# Work to complete
1) Please list every numerical value with a unit that appears in the box-on-a-ramp thread below, each with its unit.
2) In the box-on-a-ramp thread below, what point does the answer take as the reference for potential energy?
3) Carry the box-on-a-ramp thread below forward from its final sentence.
#### Extract provided
Question

As a box slides down a ramp, friction does 23.0 joules of work. At the bottom of the ramp, the box has 3.8 joules of kinetic energy and is traveling at 2.8 m/sec. How high is the ramp?

Answer 1

Answer:

The high of the ramp is 2.81[m]

Explanation:

This is a problem where it applies energy conservation, that is part of the potential energy as it descends the block is transformed into kinetic energy.

If the bottom of the ramp is taken as a potential energy reference point, this point will have a potential energy value equal to zero.

We can find the mass of the box using the kinetic energy and the speed of the box at the bottom of the ramp.
########
#### Dataset content
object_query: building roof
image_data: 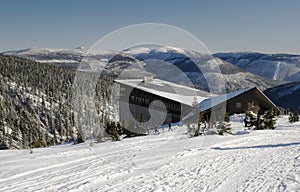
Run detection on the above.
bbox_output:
[199,87,278,111]
[115,79,211,106]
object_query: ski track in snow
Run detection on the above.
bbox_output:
[0,117,300,192]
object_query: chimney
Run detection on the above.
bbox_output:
[144,75,153,83]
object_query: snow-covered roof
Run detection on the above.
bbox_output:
[199,87,254,111]
[115,79,211,106]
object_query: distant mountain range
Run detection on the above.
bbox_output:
[3,47,300,112]
[264,81,300,112]
[3,47,282,91]
[214,52,300,81]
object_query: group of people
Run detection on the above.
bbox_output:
[154,123,173,133]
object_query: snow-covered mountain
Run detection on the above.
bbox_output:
########
# Solved problems
1) 23.0 joules, 3.8 joules, 2.8 m/sec, 2.81 [m]

2) The bottom of the ramp.

3)
$E_{k}=0.5*m*v^{2}\\\\where:\\E_{k}=3.8[J]\\v = 2.8[m/s]\\m=\frac{E_{k}}{0.5*v^{2} } \\m=\frac{3.8}{0.5*2.8^{2} } \\m=0.969[kg]$

Now applying the energy conservation theorem which tells us that the initial kinetic energy plus the work done and the potential energy is equal to the final kinetic energy of the body, we propose the following equation.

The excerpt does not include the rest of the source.